- **SOURCE EXCERPT**
------------------------------------------------------------------------

Semiconductor photocatalysis is widely used in environmental and energetic applications, e.g., for the photocatalytic degradation of pollutants and for photocatalytic hydrogen generation using solar energy.
Among various photocatalysts, graphitic carbon nitrite (g-C3N4) shows potential with features such as environmental friendliness, low cost, good stability, and excellent optical and electronic properties. Limitations in the use of g-C3N4 are the high recombination rate of photo-induced electron-hole pairs, a low specific surface area, and limited active sites.
Yan Xing, Northeast Normal University, Changchun, China, Shuyan Song, Changchun Institute of Applied Chemistry, China, and colleagues prepared holey ultra-thin g-C3N4 nanosheets with abundant micro-, meso-, and macropores. They synthesized the material by self-modification of polymeric units through long-time thermal treating at 520 °C under a weakly oxidizing atmosphere.

------------------------------------------------------------------------

- **SET EXERCISE**
Could you carry the passage on holey g-C3N4 nanosheets forward from its last sentence?

------------------------------------------------------------------------

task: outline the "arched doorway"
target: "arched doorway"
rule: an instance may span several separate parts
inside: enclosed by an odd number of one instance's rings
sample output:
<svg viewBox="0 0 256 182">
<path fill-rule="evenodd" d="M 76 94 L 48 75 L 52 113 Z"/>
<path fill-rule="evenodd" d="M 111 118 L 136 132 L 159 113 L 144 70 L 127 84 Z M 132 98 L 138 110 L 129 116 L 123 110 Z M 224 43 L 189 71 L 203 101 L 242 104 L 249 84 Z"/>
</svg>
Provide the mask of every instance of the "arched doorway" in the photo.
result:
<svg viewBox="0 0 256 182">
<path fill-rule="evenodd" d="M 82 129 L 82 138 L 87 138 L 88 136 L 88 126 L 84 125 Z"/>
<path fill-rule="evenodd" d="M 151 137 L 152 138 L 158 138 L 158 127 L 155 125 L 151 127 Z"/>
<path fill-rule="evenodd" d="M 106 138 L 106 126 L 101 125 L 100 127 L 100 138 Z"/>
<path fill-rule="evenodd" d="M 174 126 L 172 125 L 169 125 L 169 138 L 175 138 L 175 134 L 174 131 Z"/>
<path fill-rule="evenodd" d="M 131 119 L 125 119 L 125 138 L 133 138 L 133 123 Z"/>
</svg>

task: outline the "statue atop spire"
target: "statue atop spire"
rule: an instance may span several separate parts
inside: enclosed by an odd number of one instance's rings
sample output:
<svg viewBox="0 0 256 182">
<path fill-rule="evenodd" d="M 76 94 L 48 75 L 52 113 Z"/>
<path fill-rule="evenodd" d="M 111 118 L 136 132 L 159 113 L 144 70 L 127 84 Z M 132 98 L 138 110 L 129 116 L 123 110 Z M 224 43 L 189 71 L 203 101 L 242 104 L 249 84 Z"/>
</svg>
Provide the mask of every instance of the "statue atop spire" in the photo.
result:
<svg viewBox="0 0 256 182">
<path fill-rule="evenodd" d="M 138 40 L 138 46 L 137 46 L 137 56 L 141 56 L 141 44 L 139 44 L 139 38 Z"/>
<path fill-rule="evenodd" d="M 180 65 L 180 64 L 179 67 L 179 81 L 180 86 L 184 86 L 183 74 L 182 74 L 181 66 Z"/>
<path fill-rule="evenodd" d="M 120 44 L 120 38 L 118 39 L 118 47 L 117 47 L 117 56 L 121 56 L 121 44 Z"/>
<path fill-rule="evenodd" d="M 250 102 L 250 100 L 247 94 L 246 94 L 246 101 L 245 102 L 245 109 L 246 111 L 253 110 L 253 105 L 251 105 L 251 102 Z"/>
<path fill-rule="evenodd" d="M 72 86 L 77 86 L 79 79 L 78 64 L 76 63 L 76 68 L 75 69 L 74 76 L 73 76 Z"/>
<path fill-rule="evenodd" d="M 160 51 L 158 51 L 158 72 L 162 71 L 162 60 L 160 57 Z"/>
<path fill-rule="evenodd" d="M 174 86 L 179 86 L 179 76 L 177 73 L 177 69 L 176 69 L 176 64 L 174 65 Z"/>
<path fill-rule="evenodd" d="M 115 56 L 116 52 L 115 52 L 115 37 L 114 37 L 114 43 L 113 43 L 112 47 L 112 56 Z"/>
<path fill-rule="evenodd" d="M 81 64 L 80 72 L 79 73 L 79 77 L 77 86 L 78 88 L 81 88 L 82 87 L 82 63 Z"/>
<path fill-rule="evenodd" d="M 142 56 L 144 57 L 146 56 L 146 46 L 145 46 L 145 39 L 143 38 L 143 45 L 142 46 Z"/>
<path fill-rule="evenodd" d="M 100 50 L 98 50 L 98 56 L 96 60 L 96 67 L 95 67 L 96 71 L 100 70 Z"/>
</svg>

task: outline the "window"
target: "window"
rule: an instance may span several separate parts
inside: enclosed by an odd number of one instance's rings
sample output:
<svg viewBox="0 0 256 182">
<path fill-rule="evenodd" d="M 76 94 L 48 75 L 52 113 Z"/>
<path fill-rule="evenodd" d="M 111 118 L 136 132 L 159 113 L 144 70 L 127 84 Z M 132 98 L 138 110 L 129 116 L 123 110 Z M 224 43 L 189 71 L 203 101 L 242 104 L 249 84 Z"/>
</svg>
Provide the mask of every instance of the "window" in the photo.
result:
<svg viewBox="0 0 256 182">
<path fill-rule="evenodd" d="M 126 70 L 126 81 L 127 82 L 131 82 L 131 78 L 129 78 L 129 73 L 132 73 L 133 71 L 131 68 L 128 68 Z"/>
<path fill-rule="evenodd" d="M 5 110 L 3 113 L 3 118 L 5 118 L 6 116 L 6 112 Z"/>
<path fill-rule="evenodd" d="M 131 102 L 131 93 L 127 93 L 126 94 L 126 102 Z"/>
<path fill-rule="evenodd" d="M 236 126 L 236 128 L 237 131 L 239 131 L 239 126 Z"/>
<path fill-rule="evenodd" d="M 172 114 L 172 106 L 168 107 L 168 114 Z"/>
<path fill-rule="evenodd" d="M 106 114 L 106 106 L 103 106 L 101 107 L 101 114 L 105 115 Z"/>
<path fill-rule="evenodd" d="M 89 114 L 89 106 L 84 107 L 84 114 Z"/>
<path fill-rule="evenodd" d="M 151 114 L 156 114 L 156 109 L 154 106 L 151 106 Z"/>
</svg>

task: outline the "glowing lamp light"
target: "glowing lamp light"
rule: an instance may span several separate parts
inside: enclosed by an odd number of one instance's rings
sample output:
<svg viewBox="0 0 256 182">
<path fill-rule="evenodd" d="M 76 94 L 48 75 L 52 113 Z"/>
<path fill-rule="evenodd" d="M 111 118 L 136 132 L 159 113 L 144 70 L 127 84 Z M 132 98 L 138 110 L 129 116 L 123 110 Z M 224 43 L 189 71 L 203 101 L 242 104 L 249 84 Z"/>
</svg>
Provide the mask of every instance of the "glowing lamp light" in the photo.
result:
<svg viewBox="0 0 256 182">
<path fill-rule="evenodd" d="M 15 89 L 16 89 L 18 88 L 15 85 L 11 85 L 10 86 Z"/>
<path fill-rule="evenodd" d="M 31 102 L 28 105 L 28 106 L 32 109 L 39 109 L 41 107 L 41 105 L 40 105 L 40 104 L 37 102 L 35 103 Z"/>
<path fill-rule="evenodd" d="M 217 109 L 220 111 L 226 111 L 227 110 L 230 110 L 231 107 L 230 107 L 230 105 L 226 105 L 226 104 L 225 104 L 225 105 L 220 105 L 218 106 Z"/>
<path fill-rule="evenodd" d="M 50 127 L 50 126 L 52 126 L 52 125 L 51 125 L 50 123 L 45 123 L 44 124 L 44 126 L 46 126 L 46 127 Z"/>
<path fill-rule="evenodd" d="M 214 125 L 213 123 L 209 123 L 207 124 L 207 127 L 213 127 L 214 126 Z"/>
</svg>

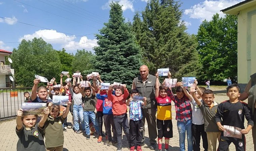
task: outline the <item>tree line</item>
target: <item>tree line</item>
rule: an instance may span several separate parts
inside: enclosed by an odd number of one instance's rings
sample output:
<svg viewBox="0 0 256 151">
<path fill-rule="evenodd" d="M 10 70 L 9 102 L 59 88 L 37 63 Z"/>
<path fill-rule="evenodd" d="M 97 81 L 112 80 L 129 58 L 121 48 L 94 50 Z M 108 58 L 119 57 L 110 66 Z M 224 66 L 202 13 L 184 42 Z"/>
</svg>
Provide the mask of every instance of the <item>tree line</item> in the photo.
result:
<svg viewBox="0 0 256 151">
<path fill-rule="evenodd" d="M 33 85 L 34 74 L 58 80 L 62 71 L 98 71 L 103 81 L 122 82 L 130 88 L 142 64 L 154 74 L 157 68 L 170 69 L 172 77 L 196 77 L 221 81 L 237 75 L 237 19 L 216 14 L 202 22 L 196 35 L 190 35 L 182 20 L 182 4 L 173 0 L 151 0 L 126 22 L 122 6 L 110 4 L 109 18 L 95 36 L 93 53 L 84 49 L 74 54 L 57 51 L 41 38 L 23 40 L 11 58 L 16 83 Z"/>
</svg>

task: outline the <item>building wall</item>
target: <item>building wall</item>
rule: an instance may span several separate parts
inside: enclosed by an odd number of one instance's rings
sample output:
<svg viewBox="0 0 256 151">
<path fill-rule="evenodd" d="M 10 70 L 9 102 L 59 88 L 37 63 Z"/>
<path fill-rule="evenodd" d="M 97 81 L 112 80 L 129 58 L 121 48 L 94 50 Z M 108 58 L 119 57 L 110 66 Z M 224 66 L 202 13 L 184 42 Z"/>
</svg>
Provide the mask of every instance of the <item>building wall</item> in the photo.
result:
<svg viewBox="0 0 256 151">
<path fill-rule="evenodd" d="M 237 80 L 243 87 L 256 72 L 256 5 L 240 11 L 237 21 Z"/>
</svg>

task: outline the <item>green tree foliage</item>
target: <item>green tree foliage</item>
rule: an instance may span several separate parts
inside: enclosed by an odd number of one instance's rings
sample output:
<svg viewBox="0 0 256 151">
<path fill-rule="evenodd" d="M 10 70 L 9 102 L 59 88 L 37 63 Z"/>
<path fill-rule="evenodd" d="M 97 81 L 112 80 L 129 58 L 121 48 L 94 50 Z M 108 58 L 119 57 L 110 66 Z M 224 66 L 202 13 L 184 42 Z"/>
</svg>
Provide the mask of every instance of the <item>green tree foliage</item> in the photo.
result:
<svg viewBox="0 0 256 151">
<path fill-rule="evenodd" d="M 180 4 L 173 0 L 149 1 L 133 18 L 133 30 L 151 74 L 169 68 L 173 77 L 195 76 L 200 66 L 194 35 L 185 32 Z"/>
<path fill-rule="evenodd" d="M 83 73 L 92 68 L 92 61 L 94 55 L 91 51 L 85 49 L 77 50 L 72 63 L 73 71 L 79 71 Z"/>
<path fill-rule="evenodd" d="M 99 46 L 94 48 L 94 64 L 103 81 L 122 83 L 130 88 L 141 64 L 141 50 L 131 26 L 124 22 L 121 6 L 112 2 L 110 7 L 108 22 L 96 35 Z"/>
<path fill-rule="evenodd" d="M 237 18 L 214 15 L 200 25 L 196 36 L 203 66 L 202 79 L 222 81 L 237 76 Z"/>
<path fill-rule="evenodd" d="M 25 87 L 33 85 L 35 74 L 50 80 L 60 73 L 57 52 L 41 38 L 22 40 L 18 49 L 13 49 L 10 57 L 16 83 Z"/>
</svg>

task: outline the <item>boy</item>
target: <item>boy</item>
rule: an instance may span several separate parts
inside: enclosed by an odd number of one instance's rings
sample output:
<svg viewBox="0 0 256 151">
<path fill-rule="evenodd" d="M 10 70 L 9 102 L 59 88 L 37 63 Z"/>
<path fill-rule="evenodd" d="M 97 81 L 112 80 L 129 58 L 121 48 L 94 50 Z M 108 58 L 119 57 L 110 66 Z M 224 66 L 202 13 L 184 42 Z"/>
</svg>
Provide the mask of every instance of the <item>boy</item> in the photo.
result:
<svg viewBox="0 0 256 151">
<path fill-rule="evenodd" d="M 21 108 L 17 112 L 15 129 L 19 137 L 17 150 L 46 150 L 42 134 L 44 130 L 44 123 L 50 112 L 49 109 L 47 107 L 44 109 L 43 116 L 37 123 L 37 115 L 24 116 L 23 111 Z"/>
<path fill-rule="evenodd" d="M 211 90 L 206 90 L 203 93 L 203 101 L 198 99 L 195 93 L 199 94 L 202 92 L 200 89 L 195 90 L 196 85 L 194 84 L 190 88 L 190 92 L 192 96 L 197 104 L 199 108 L 202 111 L 204 122 L 204 131 L 206 132 L 208 141 L 208 150 L 216 151 L 217 140 L 219 140 L 220 132 L 215 123 L 215 114 L 217 112 L 218 103 L 214 101 L 214 94 Z"/>
<path fill-rule="evenodd" d="M 85 129 L 86 134 L 86 139 L 89 140 L 90 139 L 90 129 L 89 124 L 89 119 L 90 119 L 94 125 L 94 128 L 96 132 L 99 133 L 99 126 L 98 122 L 95 122 L 96 116 L 94 111 L 95 110 L 95 106 L 97 103 L 97 101 L 95 96 L 95 89 L 91 85 L 91 83 L 89 83 L 90 87 L 86 87 L 85 88 L 85 93 L 84 102 L 83 104 L 84 108 L 84 121 L 85 123 Z M 79 86 L 80 87 L 80 86 Z M 80 87 L 81 88 L 81 87 Z M 81 88 L 80 88 L 80 89 Z M 82 92 L 80 90 L 81 92 Z M 91 91 L 92 92 L 91 92 Z M 85 94 L 83 94 L 83 92 L 82 93 L 83 97 Z M 99 136 L 101 137 L 101 134 L 99 133 Z"/>
<path fill-rule="evenodd" d="M 168 78 L 170 78 L 170 74 L 168 73 Z M 171 100 L 167 96 L 165 89 L 168 88 L 159 86 L 158 72 L 156 74 L 156 99 L 157 103 L 157 116 L 156 124 L 157 127 L 158 151 L 167 151 L 169 149 L 169 142 L 170 138 L 172 138 L 172 118 L 171 116 Z M 162 150 L 163 137 L 165 138 L 164 150 Z"/>
<path fill-rule="evenodd" d="M 237 84 L 231 84 L 227 88 L 227 95 L 229 98 L 229 100 L 219 104 L 215 115 L 216 123 L 219 129 L 222 131 L 219 144 L 219 150 L 226 150 L 231 143 L 233 143 L 235 146 L 236 151 L 245 151 L 245 135 L 249 133 L 254 124 L 250 109 L 247 104 L 238 100 L 240 95 L 240 89 Z M 248 121 L 246 129 L 245 128 L 244 124 L 245 116 Z M 241 129 L 240 133 L 242 134 L 242 138 L 224 136 L 224 132 L 228 131 L 228 128 L 225 128 L 226 125 Z"/>
<path fill-rule="evenodd" d="M 165 81 L 163 85 L 164 85 Z M 192 138 L 191 125 L 192 124 L 192 108 L 190 101 L 193 98 L 184 87 L 183 83 L 179 82 L 177 83 L 176 95 L 174 95 L 171 90 L 169 88 L 166 92 L 169 96 L 175 105 L 177 120 L 177 126 L 179 131 L 180 138 L 180 148 L 181 151 L 185 150 L 185 137 L 187 131 L 187 139 L 188 141 L 188 151 L 193 150 L 193 141 Z"/>
<path fill-rule="evenodd" d="M 197 84 L 197 81 L 196 80 L 194 83 Z M 202 87 L 196 86 L 196 90 L 200 90 L 200 92 L 196 91 L 195 94 L 197 99 L 202 100 L 201 92 L 203 92 L 206 90 L 205 88 Z M 199 108 L 199 107 L 194 100 L 191 102 L 193 105 L 192 111 L 192 135 L 193 137 L 193 150 L 194 151 L 200 151 L 200 139 L 201 136 L 203 141 L 203 147 L 204 151 L 208 150 L 208 142 L 207 141 L 207 135 L 206 132 L 204 132 L 204 120 L 203 119 L 202 111 Z"/>
<path fill-rule="evenodd" d="M 108 90 L 106 90 L 102 91 L 102 90 L 100 90 L 101 88 L 101 86 L 99 86 L 98 93 L 96 95 L 96 98 L 98 99 L 97 103 L 99 102 L 102 102 L 103 121 L 107 135 L 106 140 L 104 142 L 104 144 L 113 145 L 117 144 L 117 132 L 114 124 L 113 112 L 112 111 L 112 103 L 108 99 L 107 94 Z M 112 131 L 113 134 L 113 140 L 111 131 L 111 126 Z"/>
<path fill-rule="evenodd" d="M 114 85 L 109 86 L 109 89 L 107 92 L 109 99 L 112 102 L 112 112 L 114 115 L 114 123 L 116 127 L 117 135 L 118 146 L 117 151 L 121 151 L 123 144 L 122 142 L 122 128 L 125 134 L 128 141 L 128 148 L 130 149 L 131 142 L 130 140 L 129 125 L 127 117 L 127 106 L 126 99 L 129 95 L 129 93 L 125 85 L 123 85 L 123 90 L 120 89 L 116 89 L 115 95 L 112 94 L 112 87 Z"/>
<path fill-rule="evenodd" d="M 126 102 L 126 105 L 130 106 L 130 121 L 129 127 L 130 139 L 131 147 L 130 151 L 134 151 L 137 147 L 137 151 L 142 151 L 141 144 L 143 137 L 143 123 L 142 121 L 141 105 L 147 105 L 147 98 L 144 97 L 144 101 L 137 101 L 133 99 L 135 96 L 138 96 L 139 90 L 133 89 L 131 91 L 130 99 Z"/>
<path fill-rule="evenodd" d="M 25 97 L 26 99 L 24 101 L 24 102 L 31 102 L 31 99 L 30 99 L 30 95 L 29 93 L 28 92 L 25 92 L 24 93 L 24 97 Z"/>
</svg>

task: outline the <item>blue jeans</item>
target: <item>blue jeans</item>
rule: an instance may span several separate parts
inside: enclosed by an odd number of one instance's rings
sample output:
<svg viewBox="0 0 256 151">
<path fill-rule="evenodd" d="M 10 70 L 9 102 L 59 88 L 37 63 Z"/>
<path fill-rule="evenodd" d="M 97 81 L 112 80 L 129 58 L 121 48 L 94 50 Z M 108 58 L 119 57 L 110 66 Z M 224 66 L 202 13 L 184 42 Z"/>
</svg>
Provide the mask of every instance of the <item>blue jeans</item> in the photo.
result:
<svg viewBox="0 0 256 151">
<path fill-rule="evenodd" d="M 84 121 L 85 121 L 85 133 L 87 136 L 90 135 L 90 128 L 89 125 L 89 119 L 91 119 L 94 127 L 95 131 L 99 133 L 99 124 L 96 119 L 95 113 L 93 111 L 84 111 Z"/>
<path fill-rule="evenodd" d="M 185 138 L 186 131 L 187 131 L 187 139 L 188 140 L 188 151 L 193 150 L 193 141 L 192 137 L 191 125 L 192 120 L 186 121 L 177 121 L 177 127 L 179 131 L 180 138 L 180 150 L 185 150 Z"/>
<path fill-rule="evenodd" d="M 73 106 L 73 116 L 74 116 L 74 127 L 75 131 L 79 130 L 79 123 L 78 123 L 78 119 L 81 122 L 82 129 L 85 129 L 85 124 L 84 123 L 84 115 L 82 105 L 77 105 L 74 104 Z"/>
</svg>

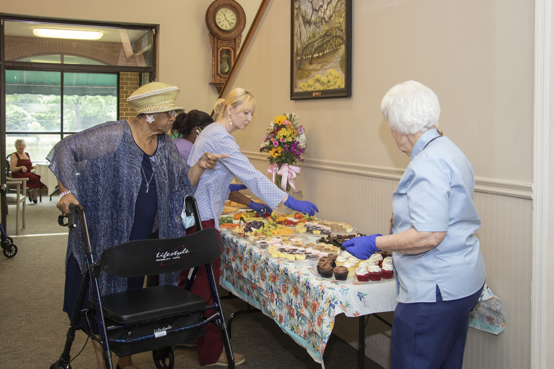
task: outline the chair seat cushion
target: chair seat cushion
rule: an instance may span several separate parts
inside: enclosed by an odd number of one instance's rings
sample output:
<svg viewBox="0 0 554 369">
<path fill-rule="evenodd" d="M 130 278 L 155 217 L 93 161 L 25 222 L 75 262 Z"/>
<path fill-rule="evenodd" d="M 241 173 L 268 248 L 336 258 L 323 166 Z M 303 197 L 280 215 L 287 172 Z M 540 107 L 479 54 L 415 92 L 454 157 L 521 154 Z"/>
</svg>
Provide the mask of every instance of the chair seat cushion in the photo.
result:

------------------------------------------------------------------------

- **RESULT FOR THIS TASK**
The resulting holey g-C3N4 nanosheets exhibit superior performance in hydrogen generation and in the photocatalytic degeneration of pollutants. The enhancement is due to a larger surface area and more active sites. Furthermore, the structure benefits the electron-transport ability and rapid cross-plane diffusion of photogenerated carriers.
- Macroscopic Foam-Like Holey Ultrathin g-C3N4 Nanosheets for Drastic Improvement of Visible-Light Photocatalytic Activity,
Yunfeng Li, Renxi Jin, Yan Xing, Junqi Li, Shuyan Song, Xianchun Liu, Mei Li, Rongchao Jin,
Adv. Energy Mater. 2016.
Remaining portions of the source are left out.